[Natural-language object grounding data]
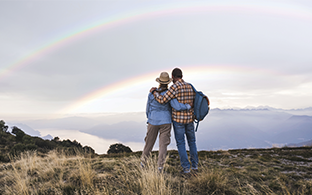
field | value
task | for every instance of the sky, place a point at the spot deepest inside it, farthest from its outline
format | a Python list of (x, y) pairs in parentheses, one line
[(62, 58)]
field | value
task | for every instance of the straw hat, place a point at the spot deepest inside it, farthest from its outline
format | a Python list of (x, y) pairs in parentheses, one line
[(164, 78)]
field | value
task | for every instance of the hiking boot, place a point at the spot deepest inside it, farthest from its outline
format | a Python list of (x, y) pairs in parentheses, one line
[(186, 173), (160, 169), (142, 165)]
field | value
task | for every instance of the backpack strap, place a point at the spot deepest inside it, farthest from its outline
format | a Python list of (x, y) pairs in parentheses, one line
[(196, 121)]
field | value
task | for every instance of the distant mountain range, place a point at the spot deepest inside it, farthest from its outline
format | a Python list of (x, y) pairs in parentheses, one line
[(251, 127)]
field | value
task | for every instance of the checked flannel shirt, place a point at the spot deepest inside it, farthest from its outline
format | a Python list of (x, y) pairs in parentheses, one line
[(184, 94)]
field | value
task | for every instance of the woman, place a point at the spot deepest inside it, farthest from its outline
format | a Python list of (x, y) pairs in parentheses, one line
[(159, 120)]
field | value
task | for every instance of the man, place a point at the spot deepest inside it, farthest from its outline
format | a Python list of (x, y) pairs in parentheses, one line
[(183, 121)]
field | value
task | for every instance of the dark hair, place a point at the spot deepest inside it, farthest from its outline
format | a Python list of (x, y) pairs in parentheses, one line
[(177, 72), (162, 87)]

▶ _Exercise instructions_:
Make an exact copy of the records above. Keep out every picture.

▶ _Expected output_:
field | value
task | for every instance of the sky, place a point at the spot deepest inside it, farthest from its outline
format | a Python list of (x, y) pairs in parentheses, one line
[(62, 58)]
field | value
task | for every instance of the straw hat, place a point at the spot deepest inside it, farthest from its outline
format | a Python list of (x, y) pairs in parentheses, one line
[(164, 78)]
field | value
task | for every instance of the hiking boot, place a point at the spot deepest inside it, farthest from its outline
format | a Python list of (x, y) pairs in parentheses, one line
[(186, 173), (160, 169), (142, 165)]
field | value
task | for every instance of the backpack strap, place a point at the spot deepest inside it, farthest from its outline
format | a Python list of (x, y) pairs in parentheses, one line
[(196, 121)]
field | value
task | for every instance of the distant mountain range, place a point at the spot deepest inside it, farthest from its outline
format | a Python list of (x, y) pairs in parentheses, one line
[(251, 127)]
field | value
task | for every instance of the checked flannel shirt, place a point at the spot deepest inside it, farthest from its outline
format | a Python list of (x, y) pairs in parentheses, one line
[(184, 94)]
field | value
task | for every instance of the woman, place a point at the spot deepest inside it, farthest from its outline
format | a Python list of (x, y) pairs in parentheses, one line
[(159, 120)]
field | value
task | for every instance of the man, place a point at the spot deepest inside it, farthest from its outline
format | a Python list of (x, y) pairs in parentheses, one line
[(183, 121)]
field | value
task | for every instance of the dark hair, place a point at the spot deepest inside it, farthest from its outline
format | a Python list of (x, y) pairs in parentheses, one line
[(177, 72), (162, 87)]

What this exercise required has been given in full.